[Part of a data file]
· · ·
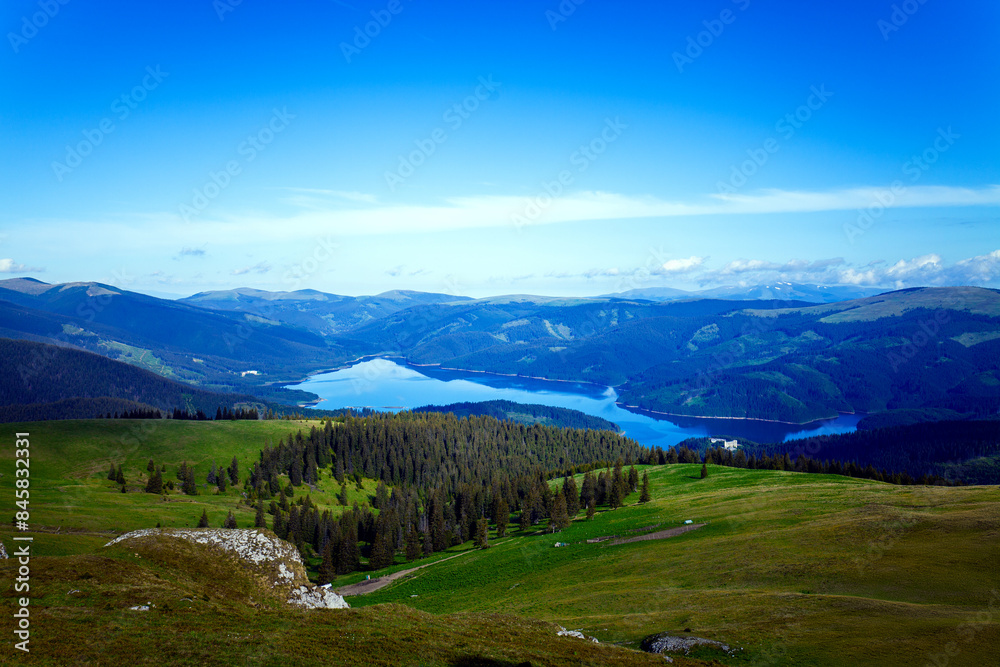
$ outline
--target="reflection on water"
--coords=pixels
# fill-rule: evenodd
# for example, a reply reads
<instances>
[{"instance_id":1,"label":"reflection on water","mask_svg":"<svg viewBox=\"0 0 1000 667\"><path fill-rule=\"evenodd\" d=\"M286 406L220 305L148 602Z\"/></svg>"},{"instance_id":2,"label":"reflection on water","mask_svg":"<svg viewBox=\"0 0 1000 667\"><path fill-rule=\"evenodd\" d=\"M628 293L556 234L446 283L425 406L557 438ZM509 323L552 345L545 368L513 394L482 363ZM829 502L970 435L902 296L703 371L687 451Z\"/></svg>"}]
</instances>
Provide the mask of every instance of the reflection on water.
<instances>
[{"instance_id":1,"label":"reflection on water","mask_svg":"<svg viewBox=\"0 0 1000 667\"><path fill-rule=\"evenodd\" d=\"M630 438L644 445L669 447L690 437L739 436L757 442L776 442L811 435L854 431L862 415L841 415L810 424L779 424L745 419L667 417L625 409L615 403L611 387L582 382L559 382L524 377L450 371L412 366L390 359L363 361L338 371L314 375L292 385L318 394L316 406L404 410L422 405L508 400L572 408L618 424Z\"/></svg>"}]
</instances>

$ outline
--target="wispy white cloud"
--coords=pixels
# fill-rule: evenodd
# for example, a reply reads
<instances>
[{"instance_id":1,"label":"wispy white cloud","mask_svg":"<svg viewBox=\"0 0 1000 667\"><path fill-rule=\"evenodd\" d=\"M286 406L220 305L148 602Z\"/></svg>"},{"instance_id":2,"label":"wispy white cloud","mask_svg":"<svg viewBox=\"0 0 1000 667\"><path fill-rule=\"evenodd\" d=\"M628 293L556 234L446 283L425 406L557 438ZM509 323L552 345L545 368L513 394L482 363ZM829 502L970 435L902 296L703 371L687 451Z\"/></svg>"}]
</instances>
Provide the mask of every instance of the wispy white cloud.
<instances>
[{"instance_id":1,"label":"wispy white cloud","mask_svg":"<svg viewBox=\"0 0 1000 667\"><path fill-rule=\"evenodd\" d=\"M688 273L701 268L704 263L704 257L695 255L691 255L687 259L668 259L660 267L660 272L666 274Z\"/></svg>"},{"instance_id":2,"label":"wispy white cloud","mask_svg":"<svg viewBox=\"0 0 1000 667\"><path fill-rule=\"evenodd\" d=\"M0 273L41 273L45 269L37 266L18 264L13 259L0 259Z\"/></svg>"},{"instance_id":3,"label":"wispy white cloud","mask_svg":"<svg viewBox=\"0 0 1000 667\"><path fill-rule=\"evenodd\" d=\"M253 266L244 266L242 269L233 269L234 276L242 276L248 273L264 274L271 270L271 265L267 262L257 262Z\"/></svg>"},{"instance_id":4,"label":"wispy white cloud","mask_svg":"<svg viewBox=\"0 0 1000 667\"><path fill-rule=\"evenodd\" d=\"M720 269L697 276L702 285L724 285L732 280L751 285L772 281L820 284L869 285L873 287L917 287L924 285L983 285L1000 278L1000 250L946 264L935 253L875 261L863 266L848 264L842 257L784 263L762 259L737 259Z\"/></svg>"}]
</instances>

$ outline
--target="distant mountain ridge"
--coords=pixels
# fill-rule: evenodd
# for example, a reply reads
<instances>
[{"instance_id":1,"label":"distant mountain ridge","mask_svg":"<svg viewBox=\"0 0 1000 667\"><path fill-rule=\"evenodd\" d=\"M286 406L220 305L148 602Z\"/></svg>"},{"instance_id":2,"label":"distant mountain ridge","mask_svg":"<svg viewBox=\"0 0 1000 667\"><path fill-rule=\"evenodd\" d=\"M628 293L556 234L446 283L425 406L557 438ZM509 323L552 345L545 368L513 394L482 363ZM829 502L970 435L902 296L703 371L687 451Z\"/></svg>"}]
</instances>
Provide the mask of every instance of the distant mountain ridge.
· · ·
Output every entry exactly as given; pictures are not part of the copy.

$ outline
--target="reflection on water"
--coords=pixels
# fill-rule: evenodd
# for example, a reply reads
<instances>
[{"instance_id":1,"label":"reflection on water","mask_svg":"<svg viewBox=\"0 0 1000 667\"><path fill-rule=\"evenodd\" d=\"M286 406L220 305L148 602Z\"/></svg>"},{"instance_id":2,"label":"reflection on water","mask_svg":"<svg viewBox=\"0 0 1000 667\"><path fill-rule=\"evenodd\" d=\"M628 293L556 234L446 283L425 406L557 438ZM509 323L552 345L545 368L513 394L482 363ZM829 502L970 435L902 296L703 371L687 451Z\"/></svg>"}]
</instances>
Provide the mask of every instance of the reflection on water.
<instances>
[{"instance_id":1,"label":"reflection on water","mask_svg":"<svg viewBox=\"0 0 1000 667\"><path fill-rule=\"evenodd\" d=\"M630 438L644 445L669 447L690 437L739 436L757 442L776 442L811 435L854 431L862 415L841 415L810 424L779 424L745 419L667 417L625 409L615 403L611 387L582 382L559 382L524 377L450 371L412 366L390 359L363 361L338 371L314 375L292 385L318 394L316 406L404 410L422 405L508 400L572 408L618 424Z\"/></svg>"}]
</instances>

$ outline
--target="wispy white cloud"
--coords=pixels
# fill-rule: evenodd
# for example, a reply reads
<instances>
[{"instance_id":1,"label":"wispy white cloud","mask_svg":"<svg viewBox=\"0 0 1000 667\"><path fill-rule=\"evenodd\" d=\"M286 406L220 305L148 602Z\"/></svg>"},{"instance_id":2,"label":"wispy white cloud","mask_svg":"<svg viewBox=\"0 0 1000 667\"><path fill-rule=\"evenodd\" d=\"M628 293L556 234L446 283L425 406L557 438ZM509 323L552 345L545 368L513 394L482 363ZM829 502L970 435L902 296L703 371L687 451Z\"/></svg>"}]
</instances>
Provide the mask of every instance of the wispy white cloud.
<instances>
[{"instance_id":1,"label":"wispy white cloud","mask_svg":"<svg viewBox=\"0 0 1000 667\"><path fill-rule=\"evenodd\" d=\"M688 273L701 268L704 263L704 257L695 255L691 255L687 259L668 259L660 267L660 272L666 274Z\"/></svg>"},{"instance_id":2,"label":"wispy white cloud","mask_svg":"<svg viewBox=\"0 0 1000 667\"><path fill-rule=\"evenodd\" d=\"M0 273L41 273L45 269L37 266L18 264L13 259L0 259Z\"/></svg>"},{"instance_id":3,"label":"wispy white cloud","mask_svg":"<svg viewBox=\"0 0 1000 667\"><path fill-rule=\"evenodd\" d=\"M253 266L244 266L242 269L233 269L234 276L242 276L248 273L264 274L271 270L271 265L267 262L257 262Z\"/></svg>"},{"instance_id":4,"label":"wispy white cloud","mask_svg":"<svg viewBox=\"0 0 1000 667\"><path fill-rule=\"evenodd\" d=\"M720 269L697 276L702 285L724 285L732 280L751 285L772 281L820 284L869 285L873 287L917 287L924 285L983 285L1000 278L1000 250L946 264L935 253L875 261L863 266L848 264L842 257L784 263L762 259L737 259Z\"/></svg>"}]
</instances>

$ outline
--target="distant mountain ridge"
--coords=pixels
# fill-rule: evenodd
# for example, a reply reads
<instances>
[{"instance_id":1,"label":"distant mountain ridge","mask_svg":"<svg viewBox=\"0 0 1000 667\"><path fill-rule=\"evenodd\" d=\"M286 406L220 305L148 602Z\"/></svg>"},{"instance_id":2,"label":"distant mountain ridge","mask_svg":"<svg viewBox=\"0 0 1000 667\"><path fill-rule=\"evenodd\" d=\"M628 293L556 234L446 283L425 406L557 438ZM509 323L552 345L545 368L513 394L482 363ZM829 502L970 435L902 296L703 371L687 451Z\"/></svg>"}]
</instances>
Provide the mask of every instance of the distant mountain ridge.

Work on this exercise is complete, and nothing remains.